*DATA ROWS*.
################

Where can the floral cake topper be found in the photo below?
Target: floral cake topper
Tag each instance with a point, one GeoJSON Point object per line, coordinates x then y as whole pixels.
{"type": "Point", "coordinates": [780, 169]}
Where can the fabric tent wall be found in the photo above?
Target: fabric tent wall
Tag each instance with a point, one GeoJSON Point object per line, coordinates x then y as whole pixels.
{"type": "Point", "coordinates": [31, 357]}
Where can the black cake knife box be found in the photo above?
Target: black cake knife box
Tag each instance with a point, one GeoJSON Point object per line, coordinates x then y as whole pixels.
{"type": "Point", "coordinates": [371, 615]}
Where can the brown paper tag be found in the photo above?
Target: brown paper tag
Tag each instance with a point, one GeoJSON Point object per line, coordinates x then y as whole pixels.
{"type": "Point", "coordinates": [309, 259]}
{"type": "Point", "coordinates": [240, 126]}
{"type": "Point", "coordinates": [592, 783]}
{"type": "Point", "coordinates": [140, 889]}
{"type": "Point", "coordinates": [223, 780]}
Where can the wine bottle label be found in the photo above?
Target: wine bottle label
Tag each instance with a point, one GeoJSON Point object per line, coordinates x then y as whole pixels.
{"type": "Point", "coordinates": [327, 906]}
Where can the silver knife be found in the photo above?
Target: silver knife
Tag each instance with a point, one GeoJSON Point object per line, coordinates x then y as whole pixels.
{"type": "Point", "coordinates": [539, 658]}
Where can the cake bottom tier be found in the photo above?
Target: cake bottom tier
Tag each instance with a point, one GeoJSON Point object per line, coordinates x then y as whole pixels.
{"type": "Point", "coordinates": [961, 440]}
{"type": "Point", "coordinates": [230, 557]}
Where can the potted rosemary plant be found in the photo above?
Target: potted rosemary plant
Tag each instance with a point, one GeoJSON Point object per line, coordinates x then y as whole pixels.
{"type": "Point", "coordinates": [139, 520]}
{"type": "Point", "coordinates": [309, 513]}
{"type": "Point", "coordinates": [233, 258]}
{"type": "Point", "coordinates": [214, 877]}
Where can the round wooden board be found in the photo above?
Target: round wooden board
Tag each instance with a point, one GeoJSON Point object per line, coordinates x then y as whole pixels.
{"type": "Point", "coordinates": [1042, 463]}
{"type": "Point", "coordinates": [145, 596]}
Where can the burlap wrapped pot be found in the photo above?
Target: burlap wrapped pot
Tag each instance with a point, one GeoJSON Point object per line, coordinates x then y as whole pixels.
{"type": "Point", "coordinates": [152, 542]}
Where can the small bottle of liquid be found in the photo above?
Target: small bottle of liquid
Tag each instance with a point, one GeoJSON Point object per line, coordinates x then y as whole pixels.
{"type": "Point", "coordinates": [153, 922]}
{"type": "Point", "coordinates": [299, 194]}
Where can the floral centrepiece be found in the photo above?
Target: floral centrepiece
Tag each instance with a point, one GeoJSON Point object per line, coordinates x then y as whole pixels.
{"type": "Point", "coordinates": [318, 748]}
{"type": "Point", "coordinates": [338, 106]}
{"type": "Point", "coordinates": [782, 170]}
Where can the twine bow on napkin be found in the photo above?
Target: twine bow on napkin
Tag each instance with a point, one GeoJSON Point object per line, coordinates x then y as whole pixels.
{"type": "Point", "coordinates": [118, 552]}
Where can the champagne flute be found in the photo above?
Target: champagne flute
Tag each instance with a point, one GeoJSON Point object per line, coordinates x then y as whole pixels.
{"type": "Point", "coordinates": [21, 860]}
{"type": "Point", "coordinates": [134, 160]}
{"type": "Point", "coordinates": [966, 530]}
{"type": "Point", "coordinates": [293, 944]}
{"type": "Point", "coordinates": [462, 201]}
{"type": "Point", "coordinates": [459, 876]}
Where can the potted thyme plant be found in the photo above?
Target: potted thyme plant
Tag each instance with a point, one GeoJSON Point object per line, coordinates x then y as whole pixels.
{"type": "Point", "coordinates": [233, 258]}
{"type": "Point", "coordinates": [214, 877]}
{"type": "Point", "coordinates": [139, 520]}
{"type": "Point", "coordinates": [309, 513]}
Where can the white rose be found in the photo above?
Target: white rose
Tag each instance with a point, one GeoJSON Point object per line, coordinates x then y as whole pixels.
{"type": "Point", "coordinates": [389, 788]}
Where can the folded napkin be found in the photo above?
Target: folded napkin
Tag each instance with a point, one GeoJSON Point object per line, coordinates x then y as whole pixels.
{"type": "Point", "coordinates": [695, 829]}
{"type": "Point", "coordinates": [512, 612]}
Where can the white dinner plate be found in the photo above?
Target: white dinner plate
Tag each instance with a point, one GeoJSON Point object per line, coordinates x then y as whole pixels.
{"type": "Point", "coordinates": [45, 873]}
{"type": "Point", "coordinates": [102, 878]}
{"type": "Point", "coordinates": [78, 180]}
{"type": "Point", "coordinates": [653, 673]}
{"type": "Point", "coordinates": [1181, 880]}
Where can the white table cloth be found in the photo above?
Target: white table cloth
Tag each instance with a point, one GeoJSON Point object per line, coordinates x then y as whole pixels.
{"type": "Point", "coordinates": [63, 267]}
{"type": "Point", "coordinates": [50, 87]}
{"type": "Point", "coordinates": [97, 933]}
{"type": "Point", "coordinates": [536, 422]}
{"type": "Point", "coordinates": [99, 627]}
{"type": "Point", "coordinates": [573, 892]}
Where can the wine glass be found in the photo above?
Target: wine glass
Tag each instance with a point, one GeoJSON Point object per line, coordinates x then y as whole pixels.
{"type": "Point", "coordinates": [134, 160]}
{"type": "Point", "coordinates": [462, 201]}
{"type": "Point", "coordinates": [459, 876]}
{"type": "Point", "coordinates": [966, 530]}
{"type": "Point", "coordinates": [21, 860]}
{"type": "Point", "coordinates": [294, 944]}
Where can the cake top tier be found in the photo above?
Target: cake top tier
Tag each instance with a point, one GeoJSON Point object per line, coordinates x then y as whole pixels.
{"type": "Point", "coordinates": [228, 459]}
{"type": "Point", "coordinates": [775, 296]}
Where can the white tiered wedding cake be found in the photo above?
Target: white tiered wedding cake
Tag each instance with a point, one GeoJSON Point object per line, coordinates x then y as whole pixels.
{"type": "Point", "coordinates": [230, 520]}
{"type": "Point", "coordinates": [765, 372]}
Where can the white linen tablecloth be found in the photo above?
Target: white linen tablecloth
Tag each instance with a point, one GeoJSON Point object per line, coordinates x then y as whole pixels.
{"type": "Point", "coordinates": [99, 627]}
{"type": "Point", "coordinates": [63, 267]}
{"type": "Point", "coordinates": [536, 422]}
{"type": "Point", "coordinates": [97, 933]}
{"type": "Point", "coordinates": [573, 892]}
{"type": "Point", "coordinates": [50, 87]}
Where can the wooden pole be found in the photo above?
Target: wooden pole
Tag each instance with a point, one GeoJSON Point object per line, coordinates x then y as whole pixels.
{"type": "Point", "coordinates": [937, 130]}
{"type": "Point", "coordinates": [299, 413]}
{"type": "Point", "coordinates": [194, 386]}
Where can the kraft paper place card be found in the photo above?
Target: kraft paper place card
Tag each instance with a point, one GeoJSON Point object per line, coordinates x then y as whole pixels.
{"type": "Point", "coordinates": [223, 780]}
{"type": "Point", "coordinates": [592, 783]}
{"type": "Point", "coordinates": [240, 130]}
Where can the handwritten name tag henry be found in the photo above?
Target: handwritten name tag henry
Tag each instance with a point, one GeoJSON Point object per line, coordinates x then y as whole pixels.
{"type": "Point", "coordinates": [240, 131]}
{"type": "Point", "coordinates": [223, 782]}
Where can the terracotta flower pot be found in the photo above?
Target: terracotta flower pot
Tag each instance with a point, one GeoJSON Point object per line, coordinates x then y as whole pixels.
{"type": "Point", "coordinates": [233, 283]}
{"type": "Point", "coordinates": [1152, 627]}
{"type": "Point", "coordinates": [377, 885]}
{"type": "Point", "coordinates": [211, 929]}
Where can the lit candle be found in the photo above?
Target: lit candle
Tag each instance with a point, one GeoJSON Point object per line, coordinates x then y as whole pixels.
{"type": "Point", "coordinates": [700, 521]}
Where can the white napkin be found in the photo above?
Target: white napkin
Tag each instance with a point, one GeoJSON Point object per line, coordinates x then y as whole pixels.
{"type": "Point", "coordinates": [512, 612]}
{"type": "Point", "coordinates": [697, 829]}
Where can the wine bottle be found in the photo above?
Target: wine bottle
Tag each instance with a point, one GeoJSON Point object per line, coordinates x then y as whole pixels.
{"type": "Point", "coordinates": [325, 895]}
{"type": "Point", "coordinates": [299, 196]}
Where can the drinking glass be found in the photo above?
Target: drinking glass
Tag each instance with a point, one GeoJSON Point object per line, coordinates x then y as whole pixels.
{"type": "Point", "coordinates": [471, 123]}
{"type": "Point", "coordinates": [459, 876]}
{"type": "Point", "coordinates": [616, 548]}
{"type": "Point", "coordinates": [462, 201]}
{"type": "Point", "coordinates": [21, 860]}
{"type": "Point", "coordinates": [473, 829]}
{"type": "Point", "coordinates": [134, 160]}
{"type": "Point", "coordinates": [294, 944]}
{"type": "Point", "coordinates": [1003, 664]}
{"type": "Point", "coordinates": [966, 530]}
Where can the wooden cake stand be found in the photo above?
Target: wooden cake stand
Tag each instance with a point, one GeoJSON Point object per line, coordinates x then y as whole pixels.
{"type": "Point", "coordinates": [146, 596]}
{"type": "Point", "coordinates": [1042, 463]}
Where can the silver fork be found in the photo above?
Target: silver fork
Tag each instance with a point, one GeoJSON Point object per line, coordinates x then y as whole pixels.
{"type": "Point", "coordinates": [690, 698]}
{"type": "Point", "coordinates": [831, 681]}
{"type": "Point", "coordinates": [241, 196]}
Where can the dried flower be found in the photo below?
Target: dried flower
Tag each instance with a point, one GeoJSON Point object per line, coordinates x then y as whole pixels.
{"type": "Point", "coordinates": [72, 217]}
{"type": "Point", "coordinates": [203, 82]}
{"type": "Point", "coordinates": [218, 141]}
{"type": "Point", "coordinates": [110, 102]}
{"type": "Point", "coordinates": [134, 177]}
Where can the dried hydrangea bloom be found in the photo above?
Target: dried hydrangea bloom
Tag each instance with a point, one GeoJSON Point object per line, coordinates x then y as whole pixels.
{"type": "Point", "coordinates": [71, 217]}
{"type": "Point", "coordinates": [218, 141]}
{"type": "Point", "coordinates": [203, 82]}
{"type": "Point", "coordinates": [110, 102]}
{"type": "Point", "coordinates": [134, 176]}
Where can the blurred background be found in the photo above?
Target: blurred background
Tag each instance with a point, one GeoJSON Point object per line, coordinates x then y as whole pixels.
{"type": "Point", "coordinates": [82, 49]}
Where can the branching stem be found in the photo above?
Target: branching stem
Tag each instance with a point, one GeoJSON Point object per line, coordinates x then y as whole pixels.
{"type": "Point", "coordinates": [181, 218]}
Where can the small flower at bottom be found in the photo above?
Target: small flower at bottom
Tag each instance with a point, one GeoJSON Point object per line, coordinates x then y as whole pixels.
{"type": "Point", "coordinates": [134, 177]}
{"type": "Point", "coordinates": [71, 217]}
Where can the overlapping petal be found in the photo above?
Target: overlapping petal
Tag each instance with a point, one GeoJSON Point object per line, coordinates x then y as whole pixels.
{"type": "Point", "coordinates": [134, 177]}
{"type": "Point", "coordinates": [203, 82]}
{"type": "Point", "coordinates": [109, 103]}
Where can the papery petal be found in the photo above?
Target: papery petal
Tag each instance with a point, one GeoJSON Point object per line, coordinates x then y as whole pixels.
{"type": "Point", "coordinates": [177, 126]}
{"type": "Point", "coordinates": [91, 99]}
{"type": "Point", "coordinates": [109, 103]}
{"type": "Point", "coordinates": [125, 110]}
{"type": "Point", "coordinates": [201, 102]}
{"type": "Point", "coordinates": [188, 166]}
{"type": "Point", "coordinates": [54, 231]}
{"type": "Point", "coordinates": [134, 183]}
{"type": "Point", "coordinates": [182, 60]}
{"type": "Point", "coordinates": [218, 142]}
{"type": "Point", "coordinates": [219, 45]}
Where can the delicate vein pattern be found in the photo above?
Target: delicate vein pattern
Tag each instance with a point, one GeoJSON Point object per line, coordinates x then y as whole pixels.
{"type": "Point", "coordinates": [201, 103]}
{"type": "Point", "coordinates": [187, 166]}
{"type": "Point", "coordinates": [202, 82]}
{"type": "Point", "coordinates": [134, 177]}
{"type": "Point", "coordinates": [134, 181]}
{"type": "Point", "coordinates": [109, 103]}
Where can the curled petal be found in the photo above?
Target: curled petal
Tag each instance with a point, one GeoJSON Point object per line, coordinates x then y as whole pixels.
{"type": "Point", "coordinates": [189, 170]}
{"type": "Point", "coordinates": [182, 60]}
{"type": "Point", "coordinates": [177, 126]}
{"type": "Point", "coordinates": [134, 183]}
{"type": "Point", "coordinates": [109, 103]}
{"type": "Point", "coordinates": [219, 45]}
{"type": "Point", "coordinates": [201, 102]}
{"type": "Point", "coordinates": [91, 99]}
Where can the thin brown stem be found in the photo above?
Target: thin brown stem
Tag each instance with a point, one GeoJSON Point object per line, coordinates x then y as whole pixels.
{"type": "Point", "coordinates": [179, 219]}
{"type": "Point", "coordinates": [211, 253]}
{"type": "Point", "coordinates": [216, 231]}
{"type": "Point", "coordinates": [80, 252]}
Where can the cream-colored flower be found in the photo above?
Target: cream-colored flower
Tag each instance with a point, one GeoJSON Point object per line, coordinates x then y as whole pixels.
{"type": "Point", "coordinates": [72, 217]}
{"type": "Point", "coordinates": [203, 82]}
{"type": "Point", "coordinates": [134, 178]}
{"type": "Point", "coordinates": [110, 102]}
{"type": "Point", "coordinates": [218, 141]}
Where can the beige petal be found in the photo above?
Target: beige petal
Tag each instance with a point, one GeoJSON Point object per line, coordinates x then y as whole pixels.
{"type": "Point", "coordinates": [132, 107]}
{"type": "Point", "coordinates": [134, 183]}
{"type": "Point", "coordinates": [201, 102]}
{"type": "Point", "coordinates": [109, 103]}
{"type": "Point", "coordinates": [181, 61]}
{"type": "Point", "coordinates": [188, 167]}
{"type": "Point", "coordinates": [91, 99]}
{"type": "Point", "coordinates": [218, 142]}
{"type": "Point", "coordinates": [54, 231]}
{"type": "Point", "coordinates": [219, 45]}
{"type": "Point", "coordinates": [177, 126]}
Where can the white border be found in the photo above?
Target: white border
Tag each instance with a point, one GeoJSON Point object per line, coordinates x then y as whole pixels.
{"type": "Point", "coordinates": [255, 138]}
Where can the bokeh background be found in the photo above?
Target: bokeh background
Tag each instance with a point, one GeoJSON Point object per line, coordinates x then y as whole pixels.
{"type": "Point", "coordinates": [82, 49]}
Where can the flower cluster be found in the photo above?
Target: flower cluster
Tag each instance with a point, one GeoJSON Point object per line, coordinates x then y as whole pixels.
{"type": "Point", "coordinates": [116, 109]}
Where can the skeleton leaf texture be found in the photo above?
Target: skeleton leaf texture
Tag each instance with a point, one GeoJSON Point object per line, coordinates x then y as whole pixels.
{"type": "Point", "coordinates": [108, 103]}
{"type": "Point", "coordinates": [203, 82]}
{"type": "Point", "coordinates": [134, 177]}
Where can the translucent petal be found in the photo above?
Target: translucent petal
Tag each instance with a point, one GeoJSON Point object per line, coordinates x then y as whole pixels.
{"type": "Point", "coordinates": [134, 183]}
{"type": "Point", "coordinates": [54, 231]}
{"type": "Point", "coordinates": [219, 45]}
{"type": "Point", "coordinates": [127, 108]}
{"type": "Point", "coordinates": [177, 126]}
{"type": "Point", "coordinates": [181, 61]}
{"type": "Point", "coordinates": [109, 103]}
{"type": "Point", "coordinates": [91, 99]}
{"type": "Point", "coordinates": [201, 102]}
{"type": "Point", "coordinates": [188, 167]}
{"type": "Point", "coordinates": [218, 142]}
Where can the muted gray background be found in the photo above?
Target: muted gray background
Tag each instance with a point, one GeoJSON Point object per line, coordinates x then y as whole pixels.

################

*AIM OF THE EXERCISE*. Give back exactly the lines that run from the line with "Where can the translucent" through the close of the material, counting both ends, and nothing more.

*TASK OUTPUT*.
Where can the translucent petal be found in the photo above?
Target: translucent petal
Tag each instance with a point, one GeoJSON Point object per line, coordinates x then y as whole pixels.
{"type": "Point", "coordinates": [134, 183]}
{"type": "Point", "coordinates": [54, 231]}
{"type": "Point", "coordinates": [219, 45]}
{"type": "Point", "coordinates": [127, 108]}
{"type": "Point", "coordinates": [177, 126]}
{"type": "Point", "coordinates": [181, 61]}
{"type": "Point", "coordinates": [109, 103]}
{"type": "Point", "coordinates": [91, 99]}
{"type": "Point", "coordinates": [201, 102]}
{"type": "Point", "coordinates": [188, 167]}
{"type": "Point", "coordinates": [218, 142]}
Where can the muted gray background be found in the photo above?
Target: muted gray background
Tag each instance with a point, one GeoJSON Point object per line, coordinates x then y as whole pixels.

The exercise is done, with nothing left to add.